→ **Instructions for the task**:
Every line below needs to be returned exactly as written.

→ **Records provided**:
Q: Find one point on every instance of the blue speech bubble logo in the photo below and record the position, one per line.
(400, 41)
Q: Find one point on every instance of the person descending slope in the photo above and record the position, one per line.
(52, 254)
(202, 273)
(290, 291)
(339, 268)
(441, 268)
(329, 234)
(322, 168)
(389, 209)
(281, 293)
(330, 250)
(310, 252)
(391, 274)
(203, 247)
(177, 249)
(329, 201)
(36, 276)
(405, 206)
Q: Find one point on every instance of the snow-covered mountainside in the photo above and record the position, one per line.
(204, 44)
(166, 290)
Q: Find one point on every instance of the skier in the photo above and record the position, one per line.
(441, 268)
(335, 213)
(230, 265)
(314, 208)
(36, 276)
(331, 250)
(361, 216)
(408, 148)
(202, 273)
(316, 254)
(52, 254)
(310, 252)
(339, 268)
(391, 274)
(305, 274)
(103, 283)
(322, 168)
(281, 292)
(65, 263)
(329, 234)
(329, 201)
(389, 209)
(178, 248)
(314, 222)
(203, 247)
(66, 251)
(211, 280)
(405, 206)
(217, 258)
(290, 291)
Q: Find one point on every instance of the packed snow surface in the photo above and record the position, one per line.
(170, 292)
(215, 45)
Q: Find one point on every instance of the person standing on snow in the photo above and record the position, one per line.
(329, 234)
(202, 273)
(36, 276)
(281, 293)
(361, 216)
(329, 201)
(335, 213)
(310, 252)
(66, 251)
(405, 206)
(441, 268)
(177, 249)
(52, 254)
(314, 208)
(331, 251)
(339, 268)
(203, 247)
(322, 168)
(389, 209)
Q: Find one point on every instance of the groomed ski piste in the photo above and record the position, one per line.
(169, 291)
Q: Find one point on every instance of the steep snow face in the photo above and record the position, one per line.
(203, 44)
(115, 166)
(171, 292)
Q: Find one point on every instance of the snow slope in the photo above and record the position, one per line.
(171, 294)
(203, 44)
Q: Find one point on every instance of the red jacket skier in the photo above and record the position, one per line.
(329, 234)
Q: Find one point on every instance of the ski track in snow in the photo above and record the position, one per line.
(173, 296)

→ **Written response**:
Q: Find one point on every instance of the blue speech bubble logo in the photo below and record the position, one per line.
(400, 41)
Q: Find one point on every instance of the person descending slope in the photo above and record the position, one per line.
(52, 254)
(202, 273)
(290, 291)
(339, 268)
(441, 268)
(329, 234)
(322, 168)
(389, 209)
(281, 293)
(330, 250)
(310, 252)
(391, 274)
(203, 247)
(177, 249)
(329, 201)
(36, 276)
(405, 206)
Q: Find one point on every instance of the snow-covered mountainside in the photo above and record the position, one per line.
(204, 44)
(166, 290)
Q: Find one point on every instance of the skier in the photo above and record the position, one per line.
(441, 268)
(335, 213)
(230, 265)
(314, 208)
(36, 276)
(331, 250)
(361, 216)
(408, 148)
(202, 273)
(316, 254)
(52, 254)
(310, 252)
(339, 268)
(391, 274)
(305, 274)
(103, 283)
(322, 168)
(281, 292)
(65, 263)
(329, 234)
(329, 201)
(389, 209)
(178, 248)
(314, 222)
(203, 247)
(66, 251)
(211, 280)
(405, 206)
(217, 258)
(290, 291)
Q: Find one point on every instance of the packed snow surface in the photo above and record the position, one per line.
(170, 292)
(215, 45)
Q: Find one point on every instance of the person standing on snow in the photo above and record the position, one per line.
(329, 234)
(202, 273)
(36, 276)
(281, 293)
(361, 216)
(329, 201)
(335, 213)
(310, 252)
(66, 251)
(405, 206)
(441, 268)
(177, 249)
(52, 254)
(314, 208)
(331, 251)
(339, 268)
(203, 247)
(322, 168)
(389, 209)
Q: Find one point on every instance of the groomed ski piste in the photo above and record the position, one per line.
(169, 291)
Q: Find one point on every instance of the steep snow face in the photo above and record the position, one per line.
(203, 44)
(115, 166)
(171, 292)
Q: Find one point on every instance of the snow slope in the photo above and record the position, one per line.
(171, 294)
(203, 44)
Q: Find one point on every instance of the red jacket skier in the photo above and record the position, one per line.
(329, 234)
Q: Find one point on every instance of the ski track in snow in the photo above and record the position, one per line.
(173, 296)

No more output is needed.